For all faiths except the Christian, matter is ultimate, eternal. For the Christian, God alone is eternal, who was before the beginning, who was when there was nothing, who, from nothing made all things by His Word.

If matter is eternal God is caught up with us in the universe. This thinking made its way into liberal churches as Process Theology and is creeping into the evangelical world today as Openness Theology.

But God is God-before all things, by whom all things consist. All things are dependent for both origin and continued existence upon God. Before God all men are either covenant-keepers or covenant-breakers.

That finishes this journalistic part. Journalism is a holy calling and its tools are paper, ink, electronics, and truth. I’m concerned that my reporting has been accurate. You can check it out by sending for the tapes
– $180 to Eastside Evangelical Fellowship, P.O. Box 1158, Woodinville, WA 98072-1158.

REFLECTIONS

Now for a commentary. Since Jordan contended more directly with the Framework theory, his barbs scratched his audience a little deeper than Wilson’s. That’s natural since the Framework adherents are fellow Christians and are our brothers. The evolutionists as objects of Wilson’s scathing logic are rank unbelievers and merit little mercy.

Data under study:

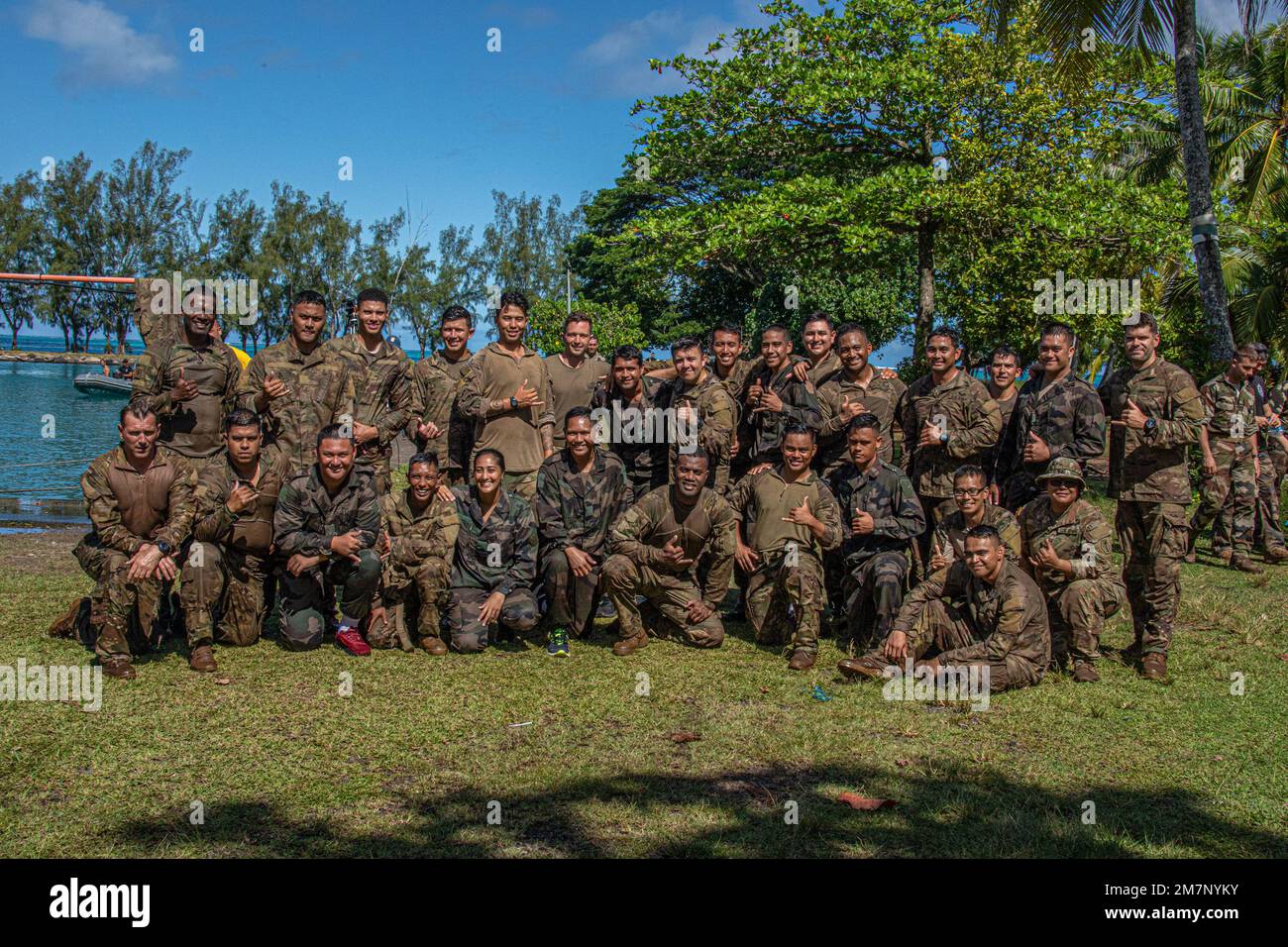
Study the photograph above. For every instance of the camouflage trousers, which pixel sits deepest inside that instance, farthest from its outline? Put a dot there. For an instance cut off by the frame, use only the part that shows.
(782, 599)
(668, 598)
(522, 483)
(1267, 531)
(1153, 538)
(403, 590)
(519, 613)
(303, 598)
(572, 600)
(874, 591)
(223, 582)
(1077, 613)
(1235, 478)
(941, 628)
(115, 600)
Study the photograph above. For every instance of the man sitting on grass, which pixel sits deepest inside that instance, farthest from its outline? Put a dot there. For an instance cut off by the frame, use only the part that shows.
(326, 525)
(982, 611)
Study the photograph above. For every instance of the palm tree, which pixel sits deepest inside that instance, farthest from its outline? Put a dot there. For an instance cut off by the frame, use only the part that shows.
(1142, 26)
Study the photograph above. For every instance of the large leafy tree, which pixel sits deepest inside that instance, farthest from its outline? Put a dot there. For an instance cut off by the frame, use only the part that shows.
(1147, 27)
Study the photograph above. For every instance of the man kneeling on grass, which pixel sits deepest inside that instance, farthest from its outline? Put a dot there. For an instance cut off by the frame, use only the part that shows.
(416, 548)
(675, 548)
(786, 518)
(326, 523)
(980, 612)
(493, 562)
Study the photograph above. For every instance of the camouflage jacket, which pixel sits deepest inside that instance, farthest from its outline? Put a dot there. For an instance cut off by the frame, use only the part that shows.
(704, 531)
(761, 501)
(318, 392)
(500, 554)
(715, 420)
(194, 427)
(381, 389)
(417, 536)
(1229, 412)
(631, 433)
(578, 509)
(1080, 535)
(1009, 617)
(879, 395)
(434, 385)
(973, 423)
(761, 433)
(951, 532)
(1065, 414)
(250, 531)
(1150, 466)
(129, 509)
(887, 495)
(307, 517)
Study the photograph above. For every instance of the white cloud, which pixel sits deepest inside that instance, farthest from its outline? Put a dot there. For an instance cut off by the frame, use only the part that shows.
(619, 56)
(99, 47)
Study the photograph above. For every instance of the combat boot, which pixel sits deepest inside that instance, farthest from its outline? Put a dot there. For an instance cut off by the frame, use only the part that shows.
(120, 667)
(802, 660)
(1245, 565)
(1085, 673)
(629, 646)
(202, 659)
(1153, 667)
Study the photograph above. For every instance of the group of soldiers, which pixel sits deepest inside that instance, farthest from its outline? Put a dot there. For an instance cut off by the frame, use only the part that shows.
(565, 487)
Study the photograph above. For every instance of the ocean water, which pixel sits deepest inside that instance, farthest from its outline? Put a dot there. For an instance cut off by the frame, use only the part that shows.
(48, 436)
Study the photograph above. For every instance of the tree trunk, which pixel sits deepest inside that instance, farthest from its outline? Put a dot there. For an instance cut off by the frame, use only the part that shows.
(925, 286)
(1198, 185)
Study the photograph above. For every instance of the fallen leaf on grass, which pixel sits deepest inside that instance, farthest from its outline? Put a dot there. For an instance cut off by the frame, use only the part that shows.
(855, 801)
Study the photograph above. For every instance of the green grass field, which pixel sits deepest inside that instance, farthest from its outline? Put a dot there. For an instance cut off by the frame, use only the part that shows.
(425, 749)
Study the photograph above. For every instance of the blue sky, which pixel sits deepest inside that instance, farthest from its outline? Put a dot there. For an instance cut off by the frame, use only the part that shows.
(407, 90)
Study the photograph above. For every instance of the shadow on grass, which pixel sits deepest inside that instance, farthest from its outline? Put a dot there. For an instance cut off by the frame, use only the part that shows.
(979, 814)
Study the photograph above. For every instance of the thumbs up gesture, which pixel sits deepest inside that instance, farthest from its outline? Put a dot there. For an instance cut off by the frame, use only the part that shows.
(183, 389)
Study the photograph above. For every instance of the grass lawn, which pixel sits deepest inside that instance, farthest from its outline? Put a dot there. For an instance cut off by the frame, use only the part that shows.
(415, 761)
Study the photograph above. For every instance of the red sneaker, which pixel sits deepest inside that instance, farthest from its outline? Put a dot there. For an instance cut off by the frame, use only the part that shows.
(351, 641)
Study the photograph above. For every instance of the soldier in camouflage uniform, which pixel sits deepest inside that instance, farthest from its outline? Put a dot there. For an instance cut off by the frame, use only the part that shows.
(416, 545)
(629, 412)
(786, 521)
(1229, 442)
(493, 562)
(703, 410)
(1056, 415)
(140, 501)
(191, 380)
(1155, 414)
(297, 386)
(970, 508)
(857, 388)
(675, 548)
(880, 517)
(581, 491)
(774, 398)
(326, 523)
(232, 532)
(381, 385)
(437, 423)
(948, 419)
(980, 611)
(1068, 549)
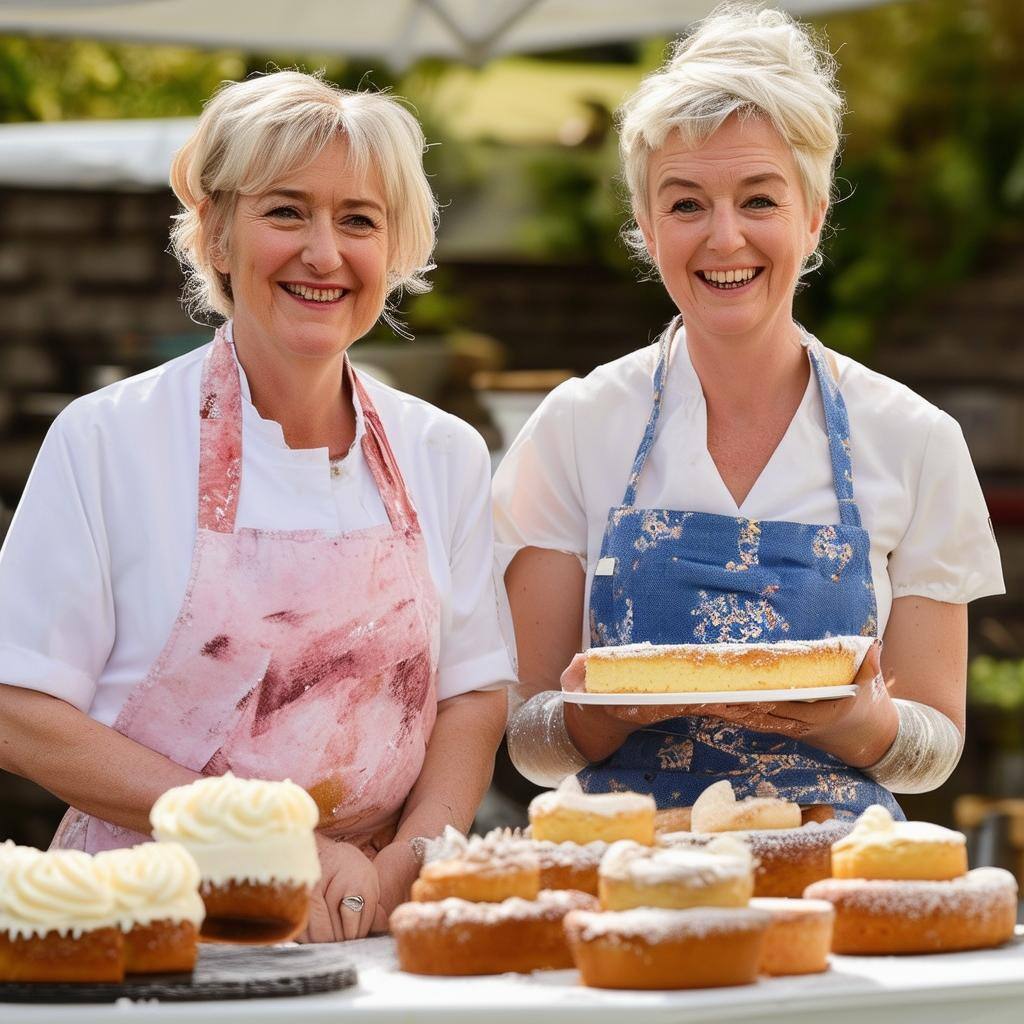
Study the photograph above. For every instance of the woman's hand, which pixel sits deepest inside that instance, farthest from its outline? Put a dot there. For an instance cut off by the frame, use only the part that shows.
(345, 870)
(857, 729)
(397, 867)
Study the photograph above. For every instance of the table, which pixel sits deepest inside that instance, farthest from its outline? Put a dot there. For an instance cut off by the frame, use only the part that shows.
(983, 987)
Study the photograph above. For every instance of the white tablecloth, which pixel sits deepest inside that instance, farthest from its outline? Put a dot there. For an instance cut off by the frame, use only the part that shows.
(954, 988)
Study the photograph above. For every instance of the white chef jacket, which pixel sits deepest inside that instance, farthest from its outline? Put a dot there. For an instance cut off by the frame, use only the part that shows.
(95, 564)
(913, 480)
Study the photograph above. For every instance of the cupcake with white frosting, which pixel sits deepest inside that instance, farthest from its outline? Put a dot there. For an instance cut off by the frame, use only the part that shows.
(160, 911)
(254, 844)
(58, 919)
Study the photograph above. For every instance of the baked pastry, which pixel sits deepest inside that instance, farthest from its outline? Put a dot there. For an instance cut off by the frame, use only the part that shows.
(57, 919)
(702, 947)
(786, 860)
(478, 870)
(876, 915)
(881, 848)
(253, 842)
(156, 890)
(569, 815)
(799, 937)
(456, 937)
(709, 668)
(720, 873)
(718, 810)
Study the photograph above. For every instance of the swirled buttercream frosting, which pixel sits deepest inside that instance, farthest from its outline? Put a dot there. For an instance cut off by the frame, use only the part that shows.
(154, 882)
(242, 828)
(62, 891)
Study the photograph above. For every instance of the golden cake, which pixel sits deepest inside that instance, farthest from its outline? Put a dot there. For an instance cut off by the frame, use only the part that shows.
(253, 841)
(720, 873)
(457, 937)
(701, 947)
(569, 815)
(878, 847)
(58, 919)
(160, 911)
(645, 668)
(799, 937)
(903, 915)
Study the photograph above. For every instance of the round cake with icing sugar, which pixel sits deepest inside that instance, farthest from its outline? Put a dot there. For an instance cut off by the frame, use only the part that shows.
(878, 847)
(786, 860)
(711, 668)
(476, 869)
(569, 815)
(720, 873)
(253, 841)
(718, 810)
(58, 919)
(702, 947)
(799, 937)
(160, 911)
(880, 916)
(457, 937)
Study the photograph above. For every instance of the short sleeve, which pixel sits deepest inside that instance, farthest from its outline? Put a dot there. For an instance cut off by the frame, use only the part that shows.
(538, 494)
(56, 608)
(473, 653)
(948, 552)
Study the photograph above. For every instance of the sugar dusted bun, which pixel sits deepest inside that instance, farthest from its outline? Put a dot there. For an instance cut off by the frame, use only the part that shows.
(786, 860)
(456, 937)
(881, 848)
(156, 888)
(878, 916)
(644, 668)
(633, 876)
(704, 947)
(477, 869)
(57, 920)
(568, 814)
(253, 841)
(799, 937)
(718, 810)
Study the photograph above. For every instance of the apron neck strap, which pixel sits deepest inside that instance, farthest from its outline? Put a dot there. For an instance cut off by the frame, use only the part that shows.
(381, 460)
(220, 445)
(219, 438)
(660, 372)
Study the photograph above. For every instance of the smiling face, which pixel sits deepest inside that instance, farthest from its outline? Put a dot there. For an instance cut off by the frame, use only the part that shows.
(308, 260)
(728, 228)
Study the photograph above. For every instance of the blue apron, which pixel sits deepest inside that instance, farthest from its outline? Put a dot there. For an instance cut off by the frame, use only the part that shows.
(669, 577)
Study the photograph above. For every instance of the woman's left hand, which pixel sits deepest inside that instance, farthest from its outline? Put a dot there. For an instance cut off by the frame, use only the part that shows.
(397, 867)
(856, 729)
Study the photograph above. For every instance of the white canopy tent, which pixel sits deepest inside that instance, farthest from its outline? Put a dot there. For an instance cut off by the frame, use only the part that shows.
(396, 31)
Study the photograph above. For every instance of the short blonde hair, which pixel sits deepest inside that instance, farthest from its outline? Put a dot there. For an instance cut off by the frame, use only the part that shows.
(254, 133)
(743, 60)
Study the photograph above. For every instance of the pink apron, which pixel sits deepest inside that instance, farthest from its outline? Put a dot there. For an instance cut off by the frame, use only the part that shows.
(296, 653)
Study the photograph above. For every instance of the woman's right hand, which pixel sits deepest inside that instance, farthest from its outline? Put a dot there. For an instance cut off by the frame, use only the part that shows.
(345, 870)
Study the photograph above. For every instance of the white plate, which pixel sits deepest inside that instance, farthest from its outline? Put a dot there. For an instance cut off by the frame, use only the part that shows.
(719, 696)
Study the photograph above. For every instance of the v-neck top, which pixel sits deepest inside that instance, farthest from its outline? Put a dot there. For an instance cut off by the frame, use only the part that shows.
(914, 483)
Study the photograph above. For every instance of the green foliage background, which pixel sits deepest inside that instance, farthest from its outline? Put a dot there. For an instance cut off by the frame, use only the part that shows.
(931, 183)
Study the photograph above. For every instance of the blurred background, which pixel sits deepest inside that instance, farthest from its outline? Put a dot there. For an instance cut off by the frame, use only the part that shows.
(924, 272)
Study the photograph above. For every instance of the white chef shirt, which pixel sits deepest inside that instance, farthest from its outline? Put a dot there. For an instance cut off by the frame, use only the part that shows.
(913, 479)
(94, 567)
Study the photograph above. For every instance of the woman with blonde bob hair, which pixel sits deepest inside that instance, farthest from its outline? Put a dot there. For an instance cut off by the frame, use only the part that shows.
(253, 558)
(774, 491)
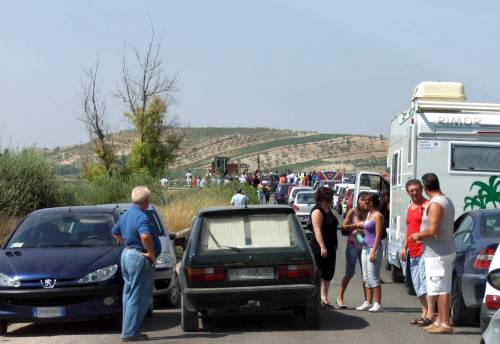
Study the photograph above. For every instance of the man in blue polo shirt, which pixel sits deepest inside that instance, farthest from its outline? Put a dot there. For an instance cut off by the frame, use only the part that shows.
(142, 246)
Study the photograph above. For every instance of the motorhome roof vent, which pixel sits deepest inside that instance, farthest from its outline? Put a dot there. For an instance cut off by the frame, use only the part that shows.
(437, 90)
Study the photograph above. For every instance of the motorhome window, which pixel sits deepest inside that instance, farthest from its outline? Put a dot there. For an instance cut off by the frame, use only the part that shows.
(475, 158)
(396, 171)
(410, 148)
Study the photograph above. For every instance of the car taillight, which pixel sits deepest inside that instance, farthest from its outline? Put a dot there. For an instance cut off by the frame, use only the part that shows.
(295, 271)
(492, 301)
(205, 274)
(484, 258)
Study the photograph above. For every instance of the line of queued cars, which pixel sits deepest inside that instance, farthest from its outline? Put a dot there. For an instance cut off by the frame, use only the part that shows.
(63, 264)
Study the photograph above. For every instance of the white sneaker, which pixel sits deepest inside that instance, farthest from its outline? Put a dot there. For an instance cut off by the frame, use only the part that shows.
(376, 308)
(364, 307)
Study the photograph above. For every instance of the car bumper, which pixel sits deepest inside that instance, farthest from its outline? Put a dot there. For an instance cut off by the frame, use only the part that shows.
(71, 303)
(251, 298)
(164, 280)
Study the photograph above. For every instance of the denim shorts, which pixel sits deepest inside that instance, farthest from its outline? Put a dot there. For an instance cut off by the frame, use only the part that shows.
(351, 257)
(417, 269)
(371, 271)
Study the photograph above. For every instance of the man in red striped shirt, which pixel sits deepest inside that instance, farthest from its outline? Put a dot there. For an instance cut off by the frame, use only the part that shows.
(413, 249)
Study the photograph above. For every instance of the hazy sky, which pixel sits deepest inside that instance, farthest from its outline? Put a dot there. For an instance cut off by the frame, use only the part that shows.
(329, 66)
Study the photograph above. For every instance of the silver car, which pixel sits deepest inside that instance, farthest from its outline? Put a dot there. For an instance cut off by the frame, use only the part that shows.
(303, 204)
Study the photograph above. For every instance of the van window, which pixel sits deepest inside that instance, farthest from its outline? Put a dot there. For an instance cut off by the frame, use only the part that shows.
(396, 169)
(410, 143)
(475, 158)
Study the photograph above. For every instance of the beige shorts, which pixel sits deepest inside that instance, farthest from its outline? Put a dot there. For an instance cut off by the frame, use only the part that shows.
(438, 274)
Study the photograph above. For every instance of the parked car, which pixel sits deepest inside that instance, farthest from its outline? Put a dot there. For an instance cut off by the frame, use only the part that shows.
(490, 310)
(303, 204)
(252, 258)
(295, 190)
(477, 234)
(166, 291)
(59, 264)
(281, 194)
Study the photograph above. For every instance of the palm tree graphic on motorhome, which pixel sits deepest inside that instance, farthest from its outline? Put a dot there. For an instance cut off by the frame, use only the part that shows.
(487, 194)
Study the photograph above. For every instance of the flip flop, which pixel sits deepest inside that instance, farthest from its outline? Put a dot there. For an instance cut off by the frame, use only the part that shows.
(416, 321)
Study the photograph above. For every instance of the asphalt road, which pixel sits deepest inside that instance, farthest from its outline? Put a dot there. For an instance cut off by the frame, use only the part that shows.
(346, 326)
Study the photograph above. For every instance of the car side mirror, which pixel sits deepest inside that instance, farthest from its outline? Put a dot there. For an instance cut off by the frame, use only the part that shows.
(494, 278)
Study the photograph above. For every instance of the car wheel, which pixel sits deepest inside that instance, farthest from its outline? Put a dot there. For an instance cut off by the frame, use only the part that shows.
(189, 319)
(312, 313)
(174, 295)
(3, 327)
(460, 314)
(397, 275)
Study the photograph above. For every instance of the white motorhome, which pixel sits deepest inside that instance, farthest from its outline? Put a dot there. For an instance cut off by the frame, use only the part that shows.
(443, 134)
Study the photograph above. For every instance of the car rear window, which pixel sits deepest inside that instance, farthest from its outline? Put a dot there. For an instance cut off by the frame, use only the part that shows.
(490, 226)
(305, 198)
(249, 232)
(64, 229)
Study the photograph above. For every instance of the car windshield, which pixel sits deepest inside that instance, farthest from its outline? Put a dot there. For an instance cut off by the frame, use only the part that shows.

Exercise 1: Decide whether each statement agrees with the theology commentary: (a) for the Christian, matter is eternal; (b) the tapes can be ordered for $180; (c) the Framework adherents are described as fellow Christians. Answer yes or no for each and quote the deciding words.
Exercise 2: Copy the theology commentary word for word, starting at "REFLECTIONS" and ending at "merit little mercy.".
Exercise 3: Carry on the theology commentary from the point where it stops.
The entries are separate material and have no connection to the theology commentary.

Written response 1:
(a) No: "For the Christian, God alone is eternal"
(b) Yes: "$180 to Eastside Evangelical Fellowship"
(c) Yes: "the Framework adherents are fellow Christians and are our brothers"

Written response 2:
REFLECTIONS

Now for a commentary. Since Jordan contended more directly with the Framework theory, his barbs scratched his audience a little deeper than Wilson’s. That’s natural since the Framework adherents are fellow Christians and are our brothers. The evolutionists as objects of Wilson’s scathing logic are rank unbelievers and merit little mercy.

Written response 3:
Observing Wilson over the last years one can notice him broadening his charity and focusing his theology. Jordan, whose sphere of operation is perhaps less directly connected to the church than Wilson’s, shows some signs of eccentricity in Biblical interpretation. I realize this is a generality, but when I hear odd Biblical schemes I could wish to see evidence of broad historical church consensus. Perhaps there is and I’m ignorant.

NOVELTIES

But surely the focus of this Conference calls for the Framework advocates to recognize that theirs is the novelty, and a very serious one indeed. I tend to think it is more serious than whether one is post-mil or a-mil, whether one holds to professing communicants or paedo-communion, evidentialism or presuppositionalism. An ordinary believer might find a discussion of the merits of post-mil over a-mil a little over his head. But I’ve never met a six-year old yet who had trouble knowing how long it took God to make everything.

Ii is surely admitted by all and established by sound historical research that literal six-day creation is the historical consensus of the Church. If it is, we’ll understand that since the Church was free from serious attack on the doctrine of creation until the 19th century; until then she had no need to articulate it in confession. What’s her excuse now? What restrains churches from many denominations from getting together, making common cause and confessing this, vital and joyful doctrine of creation?

PLEASE LISTEN!

One more reflection – another ecumenical plea. When I used to attend Christian Reconstruction Conferences in Seattle, someone very dear and close to me expressed dismay. He had read unflattering accounts about Reconstructionists. He had not read them, but about them. Labels are the sluggard’s substitute for ears. I really pray that the Reformed world will .continue its progress in Biblical charity, in careful listening to see whether behind unfamiliar terminology and approaches fundamental unity exists. Do we read hoping to discover they’re allies or enemies?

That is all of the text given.